**About this task**
Retype all entries exactly, skipping pictures.

**Extracted entries**
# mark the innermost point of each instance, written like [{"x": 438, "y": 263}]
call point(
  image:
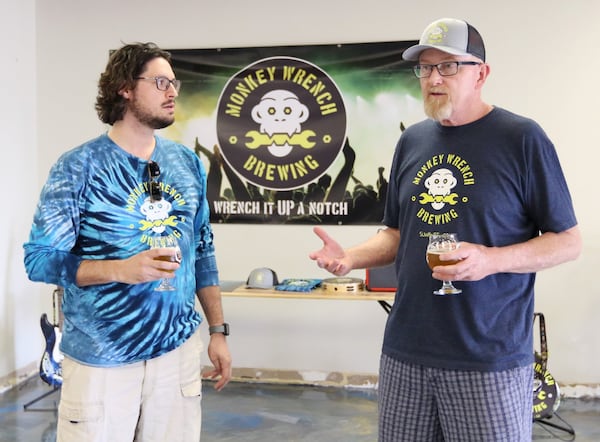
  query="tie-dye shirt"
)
[{"x": 96, "y": 205}]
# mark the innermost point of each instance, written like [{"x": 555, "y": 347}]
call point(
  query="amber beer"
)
[{"x": 433, "y": 258}]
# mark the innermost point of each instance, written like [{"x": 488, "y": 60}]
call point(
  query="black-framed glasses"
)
[
  {"x": 445, "y": 69},
  {"x": 153, "y": 186},
  {"x": 163, "y": 83}
]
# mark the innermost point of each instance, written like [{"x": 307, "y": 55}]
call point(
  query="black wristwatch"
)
[{"x": 223, "y": 328}]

**Result**
# mark the innermost point of each instance, written like [{"x": 438, "y": 263}]
call point(
  image:
  query="tie-dye shirt"
)
[{"x": 96, "y": 205}]
# mark the innermost point of each instance, written like [{"x": 555, "y": 347}]
call point(
  query="amber beer"
)
[{"x": 433, "y": 258}]
# mark the innermost point of each instance, written like [{"x": 488, "y": 60}]
call point(
  query="black-framed glasses"
)
[
  {"x": 445, "y": 69},
  {"x": 153, "y": 186},
  {"x": 163, "y": 83}
]
# mark the innermost point of each instance, written like [{"x": 307, "y": 55}]
call point(
  query="black wristwatch"
)
[{"x": 223, "y": 328}]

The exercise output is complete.